:: Data provided ::

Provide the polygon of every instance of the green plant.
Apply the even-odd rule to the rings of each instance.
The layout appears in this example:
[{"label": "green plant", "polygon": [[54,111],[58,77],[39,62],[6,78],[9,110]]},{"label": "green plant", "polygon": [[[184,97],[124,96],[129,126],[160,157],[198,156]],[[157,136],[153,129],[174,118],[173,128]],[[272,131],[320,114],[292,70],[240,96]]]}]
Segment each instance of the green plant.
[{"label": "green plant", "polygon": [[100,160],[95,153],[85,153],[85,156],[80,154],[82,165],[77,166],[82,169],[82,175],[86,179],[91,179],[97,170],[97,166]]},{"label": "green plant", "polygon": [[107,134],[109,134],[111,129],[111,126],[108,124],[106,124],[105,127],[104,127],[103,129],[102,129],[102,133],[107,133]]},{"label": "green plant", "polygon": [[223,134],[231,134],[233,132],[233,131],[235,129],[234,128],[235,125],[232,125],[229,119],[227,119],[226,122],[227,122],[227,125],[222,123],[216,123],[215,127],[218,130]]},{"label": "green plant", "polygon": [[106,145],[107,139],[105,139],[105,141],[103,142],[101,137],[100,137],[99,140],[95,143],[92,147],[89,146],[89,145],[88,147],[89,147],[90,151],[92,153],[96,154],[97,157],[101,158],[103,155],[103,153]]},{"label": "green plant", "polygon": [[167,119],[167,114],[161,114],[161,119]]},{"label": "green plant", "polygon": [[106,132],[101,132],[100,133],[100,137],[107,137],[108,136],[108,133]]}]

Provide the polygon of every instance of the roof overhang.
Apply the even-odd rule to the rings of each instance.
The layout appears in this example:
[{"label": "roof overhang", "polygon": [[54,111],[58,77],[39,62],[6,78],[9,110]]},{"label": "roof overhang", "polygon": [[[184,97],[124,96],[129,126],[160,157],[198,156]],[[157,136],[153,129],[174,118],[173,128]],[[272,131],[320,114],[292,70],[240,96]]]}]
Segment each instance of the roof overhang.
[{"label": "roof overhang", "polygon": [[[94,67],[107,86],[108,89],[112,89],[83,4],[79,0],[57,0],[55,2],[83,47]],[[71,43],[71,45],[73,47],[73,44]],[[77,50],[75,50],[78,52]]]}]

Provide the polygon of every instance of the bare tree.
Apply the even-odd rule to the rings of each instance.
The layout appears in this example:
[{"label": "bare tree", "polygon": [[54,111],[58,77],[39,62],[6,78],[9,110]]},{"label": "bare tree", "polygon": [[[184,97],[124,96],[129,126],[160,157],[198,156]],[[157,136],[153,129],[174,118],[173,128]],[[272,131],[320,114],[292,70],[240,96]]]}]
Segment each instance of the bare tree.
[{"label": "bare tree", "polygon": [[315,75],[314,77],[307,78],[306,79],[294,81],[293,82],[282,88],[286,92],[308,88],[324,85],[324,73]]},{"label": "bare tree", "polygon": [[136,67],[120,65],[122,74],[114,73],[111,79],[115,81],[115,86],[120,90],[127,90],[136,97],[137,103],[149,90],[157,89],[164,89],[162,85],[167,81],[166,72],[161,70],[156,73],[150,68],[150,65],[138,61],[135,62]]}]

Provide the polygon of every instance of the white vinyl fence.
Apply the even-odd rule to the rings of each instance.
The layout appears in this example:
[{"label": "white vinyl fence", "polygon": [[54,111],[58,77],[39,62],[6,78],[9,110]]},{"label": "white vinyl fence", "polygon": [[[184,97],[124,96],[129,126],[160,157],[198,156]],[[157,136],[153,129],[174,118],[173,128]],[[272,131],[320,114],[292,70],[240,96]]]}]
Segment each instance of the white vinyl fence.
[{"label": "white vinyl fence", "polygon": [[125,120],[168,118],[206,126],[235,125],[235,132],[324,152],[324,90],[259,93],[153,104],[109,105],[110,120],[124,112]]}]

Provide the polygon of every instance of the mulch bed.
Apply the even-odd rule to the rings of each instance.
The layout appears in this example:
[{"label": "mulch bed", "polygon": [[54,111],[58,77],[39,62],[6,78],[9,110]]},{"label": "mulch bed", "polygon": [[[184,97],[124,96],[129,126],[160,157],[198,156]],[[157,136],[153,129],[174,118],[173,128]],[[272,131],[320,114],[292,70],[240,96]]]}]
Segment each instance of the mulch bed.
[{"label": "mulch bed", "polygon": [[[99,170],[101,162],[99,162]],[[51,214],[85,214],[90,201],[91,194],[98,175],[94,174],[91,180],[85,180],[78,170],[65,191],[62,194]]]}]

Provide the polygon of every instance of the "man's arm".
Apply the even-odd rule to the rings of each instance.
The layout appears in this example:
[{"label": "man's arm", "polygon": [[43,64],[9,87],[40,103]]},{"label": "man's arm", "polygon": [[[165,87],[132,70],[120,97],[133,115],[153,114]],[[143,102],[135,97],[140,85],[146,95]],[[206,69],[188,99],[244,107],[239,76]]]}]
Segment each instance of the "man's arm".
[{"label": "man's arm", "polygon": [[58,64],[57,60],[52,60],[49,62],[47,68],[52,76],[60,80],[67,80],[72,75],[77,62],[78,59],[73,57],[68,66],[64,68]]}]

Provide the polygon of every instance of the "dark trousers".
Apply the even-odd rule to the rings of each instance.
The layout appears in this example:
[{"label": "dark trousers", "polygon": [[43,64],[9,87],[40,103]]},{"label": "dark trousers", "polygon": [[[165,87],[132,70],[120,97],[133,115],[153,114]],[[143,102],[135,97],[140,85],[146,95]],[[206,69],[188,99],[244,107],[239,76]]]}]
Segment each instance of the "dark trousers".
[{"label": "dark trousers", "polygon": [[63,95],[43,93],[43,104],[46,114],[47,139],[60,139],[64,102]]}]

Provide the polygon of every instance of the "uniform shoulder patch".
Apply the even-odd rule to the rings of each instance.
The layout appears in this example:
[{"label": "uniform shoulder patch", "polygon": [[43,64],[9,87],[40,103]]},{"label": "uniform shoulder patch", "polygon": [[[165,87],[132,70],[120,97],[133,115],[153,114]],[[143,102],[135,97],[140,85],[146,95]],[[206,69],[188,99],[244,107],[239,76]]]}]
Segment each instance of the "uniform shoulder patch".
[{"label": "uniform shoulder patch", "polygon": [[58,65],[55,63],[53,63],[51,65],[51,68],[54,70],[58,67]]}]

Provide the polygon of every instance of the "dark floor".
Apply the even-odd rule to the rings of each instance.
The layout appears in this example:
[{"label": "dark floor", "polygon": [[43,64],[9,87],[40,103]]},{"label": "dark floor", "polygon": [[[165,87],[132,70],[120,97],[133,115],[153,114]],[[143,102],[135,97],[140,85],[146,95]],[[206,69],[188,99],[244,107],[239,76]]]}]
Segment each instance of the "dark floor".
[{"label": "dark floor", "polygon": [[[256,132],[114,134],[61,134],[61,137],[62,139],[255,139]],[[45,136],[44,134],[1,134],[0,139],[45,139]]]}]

:: What the exercise asks ::
Copy out each record, keeping every word as it is.

:: Written reply ::
Provide the polygon of every instance of the green plant.
Apply the even-odd rule to the rings of each instance.
The layout appears in this example:
[{"label": "green plant", "polygon": [[54,111],[58,77],[39,62],[6,78],[9,110]]},{"label": "green plant", "polygon": [[[184,97],[124,96],[129,126],[160,157],[198,156]],[[157,136],[153,129],[174,118],[173,128]],[[272,131],[320,114],[292,70],[240,96]]]}]
Segment each instance of the green plant.
[{"label": "green plant", "polygon": [[100,160],[95,153],[85,153],[85,156],[80,154],[82,165],[77,166],[82,169],[82,175],[86,179],[91,179],[97,170],[97,166]]},{"label": "green plant", "polygon": [[107,134],[109,134],[111,129],[111,126],[108,124],[106,124],[105,127],[104,127],[103,129],[102,129],[102,133],[107,133]]},{"label": "green plant", "polygon": [[223,134],[231,134],[233,132],[233,131],[235,129],[234,128],[235,125],[232,125],[229,119],[227,119],[226,122],[227,122],[227,125],[222,123],[216,123],[215,127],[218,130]]},{"label": "green plant", "polygon": [[106,145],[107,139],[105,139],[105,141],[103,142],[101,137],[100,137],[99,140],[95,143],[92,147],[89,146],[89,145],[88,147],[89,147],[90,151],[92,153],[96,154],[97,157],[101,158],[103,155],[103,153]]},{"label": "green plant", "polygon": [[167,119],[167,114],[161,114],[161,119]]},{"label": "green plant", "polygon": [[106,132],[101,132],[100,133],[100,137],[107,137],[108,136],[108,133]]}]

Provide the polygon of every instance of the roof overhang.
Apply the even-odd rule to the rings of each instance.
The layout appears in this example:
[{"label": "roof overhang", "polygon": [[54,111],[58,77],[39,62],[6,78],[9,110]]},{"label": "roof overhang", "polygon": [[[184,97],[124,96],[129,126],[160,157],[198,156]],[[157,136],[153,129],[174,118],[173,128]],[[272,131],[320,114],[292,70],[240,96]]]}]
Segment each instance of the roof overhang.
[{"label": "roof overhang", "polygon": [[[94,67],[107,86],[108,89],[112,89],[83,4],[79,0],[57,0],[55,2],[83,47]],[[71,43],[71,45],[73,47],[73,44]],[[77,50],[75,50],[78,52]]]}]

Provide the polygon of every instance of the bare tree.
Apply the even-odd rule to the rings of each instance.
The layout appears in this example:
[{"label": "bare tree", "polygon": [[54,111],[58,77],[39,62],[6,78],[9,110]]},{"label": "bare tree", "polygon": [[[184,97],[124,96],[129,126],[160,157],[198,156]],[[157,136],[153,129],[174,118],[173,128]],[[272,131],[320,114],[292,70],[240,96]]]}]
Segment each instance of the bare tree.
[{"label": "bare tree", "polygon": [[315,75],[314,77],[307,78],[306,79],[294,81],[293,82],[282,88],[286,92],[308,88],[324,85],[324,73]]},{"label": "bare tree", "polygon": [[136,67],[120,65],[122,74],[114,73],[111,79],[115,81],[115,86],[120,90],[127,90],[136,97],[137,103],[149,90],[157,89],[164,89],[162,85],[167,81],[166,72],[161,70],[156,73],[150,68],[150,65],[138,61],[135,62]]}]

Provide the polygon of every instance of the white vinyl fence.
Apply the even-odd rule to the rings of each instance.
The layout appears in this example:
[{"label": "white vinyl fence", "polygon": [[54,111],[58,77],[39,62],[6,78],[9,110]]},{"label": "white vinyl fence", "polygon": [[[184,97],[124,96],[129,126],[160,157],[198,156]],[[157,136],[153,129],[174,118],[173,128]],[[272,131],[320,114],[292,70],[240,96]]]}]
Segment each instance of the white vinyl fence.
[{"label": "white vinyl fence", "polygon": [[125,120],[168,118],[206,126],[235,125],[235,132],[324,152],[324,90],[259,93],[153,104],[109,105],[110,120],[124,112]]}]

Provide the polygon of every instance of the mulch bed.
Apply the even-odd rule to the rings of each instance.
The layout appears in this example:
[{"label": "mulch bed", "polygon": [[54,111],[58,77],[39,62],[6,78],[9,110]]},{"label": "mulch bed", "polygon": [[[184,97],[124,96],[129,126],[160,157],[198,156]],[[157,136],[153,129],[174,118],[173,128]],[[272,131],[320,114],[292,70],[240,96]]]}]
Segment each instance of the mulch bed.
[{"label": "mulch bed", "polygon": [[[99,170],[101,162],[99,162]],[[51,214],[85,214],[90,201],[91,194],[98,175],[94,174],[91,180],[85,180],[78,170],[65,191],[62,194]]]}]

Provide the polygon of every instance of the "man's arm".
Apply the even-odd rule to the rings of each instance.
The layout appears in this example:
[{"label": "man's arm", "polygon": [[43,64],[9,87],[40,103]]},{"label": "man's arm", "polygon": [[[165,87],[132,70],[120,97],[133,115],[153,114]],[[143,102],[135,97],[140,85],[146,95]],[[206,69],[188,99],[244,107],[239,76]]]}]
Segment each instance of the "man's arm".
[{"label": "man's arm", "polygon": [[58,64],[57,60],[52,60],[49,62],[47,68],[52,76],[60,80],[67,80],[72,75],[77,62],[78,59],[73,57],[68,66],[64,68]]}]

Provide the polygon of every instance of the "dark trousers".
Apply the even-odd rule to the rings of each instance.
The layout appears in this example:
[{"label": "dark trousers", "polygon": [[43,64],[9,87],[40,103]]},{"label": "dark trousers", "polygon": [[[165,87],[132,70],[120,97],[133,115],[153,114]],[[143,102],[135,97],[140,85],[146,95]],[[206,69],[188,99],[244,107],[239,76]]]}]
Segment each instance of the "dark trousers".
[{"label": "dark trousers", "polygon": [[63,95],[43,93],[43,104],[46,114],[47,139],[60,139],[64,102]]}]

Provide the polygon of every instance of the "uniform shoulder patch".
Apply the even-odd rule to the rings of each instance.
The layout appears in this example:
[{"label": "uniform shoulder patch", "polygon": [[43,64],[9,87],[40,103]]},{"label": "uniform shoulder patch", "polygon": [[[165,87],[132,70],[120,97],[133,115],[153,114]],[[143,102],[135,97],[140,85],[146,95]],[[206,69],[188,99],[244,107],[239,76]]]}]
Segment each instance of the "uniform shoulder patch".
[{"label": "uniform shoulder patch", "polygon": [[58,65],[55,63],[53,63],[51,65],[51,68],[54,70],[58,67]]}]

Provide the polygon of every instance of the "dark floor".
Apply the even-odd rule to the rings of each instance.
The layout appears in this example:
[{"label": "dark floor", "polygon": [[43,64],[9,87],[40,103]]},{"label": "dark floor", "polygon": [[[165,87],[132,70],[120,97],[133,115],[153,114]],[[143,102],[135,97],[140,85],[146,95]],[[206,69],[188,99],[244,107],[239,76]]]}]
Segment each instance of the "dark floor".
[{"label": "dark floor", "polygon": [[[256,132],[114,134],[61,134],[61,137],[62,139],[255,139]],[[45,136],[44,134],[1,134],[0,139],[45,139]]]}]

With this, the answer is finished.